**WHAT THE TASK REQUIRES:** Continue the news passage below about Sen. Murkowski, Sen. Stevens and the ANWR and Patriot Act fights, picking up after its last sentence.

**DOCUMENT PASSAGE:**
* * * *

Murkowski described Stevens as a "legend" in Washington, D.C., as well as Alaska. And despite the weary, annoyed "goodbye" he bid to the U.S. Senate after the defeat Wednesday night, Murkowski said she is certain Stevens has no intention of quitting the Senate or the fight to allow drilling in ANWR.

"Sen. Stevens last night was very tired," she said,. "It was the end of a very difficult, very long fight. ... I think you also heard frustration with not only the process but frustration with those whom he believes very sincerely have not honored their word to him."

Murkowski said she sent a text message to Stevens early Thursday morning, telling him he'd done a great job. No more than five minutes later, she said, Stevens messaged her back.

"Here is a guy who's been working on this for 25 years, who's just been dealt a huge blow, and he's telling me, 'Don't worry. It'll be just fine. Hang in there. Don't give up.' ... This is not a man who's given up."

While Stevens was making national news on ANWR, Murkowski was in the thick of the fight over renewal of the Patriot Act, the federal law granting the government extra enforcement powers after the terrorist attacks in 2001.

She was one of four Republicans who joined with Democrats in the session's last days to filibuster against a House-passed version of the Patriot Act, and said she did so because she believes the House measure lacks assurances that the government won't abuse stronger terrorism-inspired powers in conducting warrant-less "inspections of personal records, whether they be medical records, library records, gun records. ..."

That "difficult decision" drew White House attention, she said.

* * * *

**ENTRIES SHOWN:**
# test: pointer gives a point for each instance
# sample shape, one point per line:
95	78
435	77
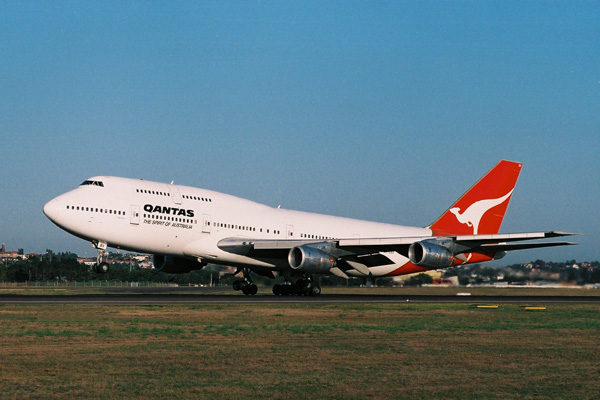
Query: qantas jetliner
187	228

* * * *

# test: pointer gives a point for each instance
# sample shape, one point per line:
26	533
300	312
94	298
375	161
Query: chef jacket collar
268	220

* * * *

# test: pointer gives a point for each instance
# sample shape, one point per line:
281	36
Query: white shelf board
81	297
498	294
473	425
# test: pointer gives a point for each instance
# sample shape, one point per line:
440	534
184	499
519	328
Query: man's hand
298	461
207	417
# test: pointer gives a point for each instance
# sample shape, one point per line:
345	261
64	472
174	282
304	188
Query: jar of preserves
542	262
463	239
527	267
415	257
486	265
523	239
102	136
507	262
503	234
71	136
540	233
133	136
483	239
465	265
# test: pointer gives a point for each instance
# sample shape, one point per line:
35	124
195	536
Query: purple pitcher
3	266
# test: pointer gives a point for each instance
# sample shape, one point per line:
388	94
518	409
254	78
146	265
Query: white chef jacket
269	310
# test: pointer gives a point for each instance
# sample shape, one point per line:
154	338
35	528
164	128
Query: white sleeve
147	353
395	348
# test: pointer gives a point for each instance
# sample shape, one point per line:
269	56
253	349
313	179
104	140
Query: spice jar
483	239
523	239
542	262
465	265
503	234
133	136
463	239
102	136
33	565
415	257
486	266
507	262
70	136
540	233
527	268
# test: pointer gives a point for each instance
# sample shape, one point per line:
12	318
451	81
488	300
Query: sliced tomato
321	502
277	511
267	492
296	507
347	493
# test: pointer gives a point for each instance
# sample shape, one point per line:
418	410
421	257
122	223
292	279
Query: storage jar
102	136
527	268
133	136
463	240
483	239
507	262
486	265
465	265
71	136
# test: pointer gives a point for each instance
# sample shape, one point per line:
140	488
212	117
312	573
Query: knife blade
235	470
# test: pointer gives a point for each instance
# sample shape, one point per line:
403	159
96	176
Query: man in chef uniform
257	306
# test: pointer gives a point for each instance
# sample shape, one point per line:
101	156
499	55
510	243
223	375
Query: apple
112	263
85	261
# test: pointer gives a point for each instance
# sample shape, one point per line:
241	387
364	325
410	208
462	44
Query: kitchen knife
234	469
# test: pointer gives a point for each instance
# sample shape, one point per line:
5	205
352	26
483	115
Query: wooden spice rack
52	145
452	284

* * * *

**SOLVED EXERCISE:**
Murkowski said she had a conversation with U.S. Attorney General Alberto Gonzalez, and that Vice President Dick Cheney called on the morning of the vote.

"I explained that when it comes to individual rights and liberties, this constitutional guarantee that we have sworn to uphold and protect, that we've got an obligation to get this legislation as good as we possibly can. Eighty-five percent isn't good enough when we're talking about our constitutional civil and personal liberties," she said.

The act was set to expire Dec. 31, an outcome Murkowski said she did not want to see. Under threat of the filibuster, the Senate voted to extend the act for three months. Thursday, the House voted to limit the extension to one month. The bodies later agreed on a five-week extension.

Murkowski said the "fallout" from the national controversy over about $450 million in federal earmarks for bridges in Ketchikan and Anchorage "is far beyond what anybody ever imagined." The so-called "bridges to nowhere" surface again and again in unrelated news stories, especially stories targeting Stevens, she said.

"It's assumed larger-than-life proportions."